* GIVEN INFORMATION *

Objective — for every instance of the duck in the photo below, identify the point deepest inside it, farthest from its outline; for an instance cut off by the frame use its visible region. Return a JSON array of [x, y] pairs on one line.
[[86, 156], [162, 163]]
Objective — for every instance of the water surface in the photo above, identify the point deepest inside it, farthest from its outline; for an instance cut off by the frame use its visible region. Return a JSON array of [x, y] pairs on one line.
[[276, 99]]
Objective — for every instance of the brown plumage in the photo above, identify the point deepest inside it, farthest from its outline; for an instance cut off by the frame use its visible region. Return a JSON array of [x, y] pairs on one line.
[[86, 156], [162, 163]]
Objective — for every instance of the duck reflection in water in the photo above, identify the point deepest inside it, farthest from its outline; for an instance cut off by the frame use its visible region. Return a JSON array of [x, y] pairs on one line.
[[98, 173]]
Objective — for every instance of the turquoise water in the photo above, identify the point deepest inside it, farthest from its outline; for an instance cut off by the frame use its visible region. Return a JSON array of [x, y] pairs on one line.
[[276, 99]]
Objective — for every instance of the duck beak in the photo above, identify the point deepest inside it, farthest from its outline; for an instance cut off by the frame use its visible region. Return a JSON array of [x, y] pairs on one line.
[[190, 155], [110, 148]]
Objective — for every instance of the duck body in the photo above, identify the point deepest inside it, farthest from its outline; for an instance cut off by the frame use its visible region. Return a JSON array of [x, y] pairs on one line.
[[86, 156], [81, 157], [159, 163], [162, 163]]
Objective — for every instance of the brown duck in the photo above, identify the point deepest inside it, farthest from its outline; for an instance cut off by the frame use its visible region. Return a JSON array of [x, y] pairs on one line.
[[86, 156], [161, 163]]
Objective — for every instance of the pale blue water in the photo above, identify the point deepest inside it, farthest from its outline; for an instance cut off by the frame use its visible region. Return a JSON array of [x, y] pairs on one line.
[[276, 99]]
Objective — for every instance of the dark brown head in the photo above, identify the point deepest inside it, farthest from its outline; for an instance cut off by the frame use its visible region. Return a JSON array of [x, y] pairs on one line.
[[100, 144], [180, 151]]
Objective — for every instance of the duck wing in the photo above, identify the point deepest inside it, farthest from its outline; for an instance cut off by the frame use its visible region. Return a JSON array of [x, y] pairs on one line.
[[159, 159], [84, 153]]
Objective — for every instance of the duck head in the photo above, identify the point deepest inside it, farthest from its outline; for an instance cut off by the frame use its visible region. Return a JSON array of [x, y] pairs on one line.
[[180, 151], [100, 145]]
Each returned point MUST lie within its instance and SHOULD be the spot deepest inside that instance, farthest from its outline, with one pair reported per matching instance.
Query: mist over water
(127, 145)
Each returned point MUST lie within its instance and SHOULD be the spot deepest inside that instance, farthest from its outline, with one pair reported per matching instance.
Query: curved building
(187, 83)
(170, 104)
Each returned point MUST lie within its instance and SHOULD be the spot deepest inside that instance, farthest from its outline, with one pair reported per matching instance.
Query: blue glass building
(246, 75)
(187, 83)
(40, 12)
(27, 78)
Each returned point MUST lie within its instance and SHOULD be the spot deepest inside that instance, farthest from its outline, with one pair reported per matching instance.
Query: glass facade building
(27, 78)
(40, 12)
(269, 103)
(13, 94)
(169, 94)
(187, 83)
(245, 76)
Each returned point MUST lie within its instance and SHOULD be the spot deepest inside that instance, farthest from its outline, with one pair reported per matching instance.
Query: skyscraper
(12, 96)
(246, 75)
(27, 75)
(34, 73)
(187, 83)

* WRITTEN PROBLEM *
Copy all the records above again, swapping each "outline" for "edge" and changing nothing else.

* COMPLETE RESPONSE *
Objective — for every instance of the duck in the photo below, identify the point deepest inside it, farthest from its edge; for an instance cut off by the frame use its visible region. Return a JSON array of [x, y] pairs on one line.
[[86, 156], [162, 163]]
Objective — for every instance of the water surface in the photo above, identify the point deepest inside it, farthest from its edge; for an instance cut off by the frame use its visible region. Return a JSON array of [x, y] pairs on one line.
[[276, 99]]
Objective — for every instance of the brown plumage in the photo above, identify the point deepest inside it, farthest from its edge; for an instance cut off by the frame use its visible region. Return a JSON array of [x, y] pairs on one line.
[[86, 156], [162, 163]]
Objective — for every instance of the duck reflection in water in the photo above, identify the point deepest inside it, farthest from its edge; for an instance cut off by the frame use its visible region. Return a JSON array of [x, y] pairs on one line.
[[98, 173]]
Objective — for every instance of the turquoise water in the photo above, identify the point deepest inside it, farthest from its edge; for an instance cut off by the frame use its visible region. Return a JSON array of [x, y] pairs on one line.
[[276, 99]]
Objective — for every instance of the duck beak in the photo above, identify the point deepest inside it, farthest from its edge; for an instance cut off by the frame use its visible region. Return a JSON array of [x, y] pairs on one line.
[[190, 155], [110, 148]]
Objective — for every instance of the duck body in the photo above, identify the point deepest inside it, farthest from its edge; for an instance cut off by the frame use its visible region. Return a JSON array of [x, y] pairs on one line.
[[86, 156], [81, 157], [159, 163], [162, 163]]
Objective — for every instance of the brown duck in the photo above, identify the point deepest inside it, farthest from its edge; for an instance cut off by the frame use its visible region. Return a JSON array of [x, y] pairs on one line.
[[86, 156], [161, 163]]
Objective — for every instance of the pale blue water in the photo above, identify the point deepest inside it, farthest from its edge; for an instance cut off by the frame use its visible region. Return a JSON array of [x, y] pairs on one line.
[[276, 99]]
Objective — for every instance of the dark brown head in the photo above, identify the point deepest inside it, farthest from its edge; for an instance cut off by the frame use its visible region. Return a JSON array of [x, y] pairs on one line.
[[100, 144], [180, 151]]
Objective — for every instance of the duck wing in the photo above, identify the point deepest inside it, farthest from its edge; for an instance cut off by the frame use its visible region. Return a JSON array of [x, y] pairs on one line.
[[159, 159], [84, 153]]
Objective — for every instance of the duck head in the photo above, identify the point deepest inside it, farthest from its edge; for an instance cut off by the frame use its visible region. Return a JSON array of [x, y] pairs on one line.
[[180, 151], [100, 145]]
Each returned point MUST lie within its instance and SHOULD be the spot deepest inside that instance, farthest from its edge, with one pair reported per matching instance.
Query: mist over water
(127, 145)
Each returned point MUST lie within its instance and SHOULD be the spot deepest inside that instance, farthest from its edge, with one pair reported per matching instance.
Query: curved building
(187, 83)
(170, 104)
Each returned point MUST lie within its instance and SHOULD be the spot deepest inside that instance, farthest from its edge, with one pair reported per matching instance.
Query: blue glass building
(246, 75)
(187, 83)
(40, 12)
(27, 78)
Each returned point MUST lie within its instance and SHOULD be the spot deepest inside that instance, farthest from its edge, with one pair reported per matching instance.
Query: glass facade building
(27, 78)
(40, 12)
(269, 103)
(13, 94)
(169, 94)
(187, 83)
(245, 76)
Each returned point MUST lie within its instance and SHOULD be the spot deepest inside that instance, farthest from its edge, with one pair reported per matching instance.
Query: skyscraper
(12, 96)
(246, 75)
(27, 75)
(34, 73)
(187, 83)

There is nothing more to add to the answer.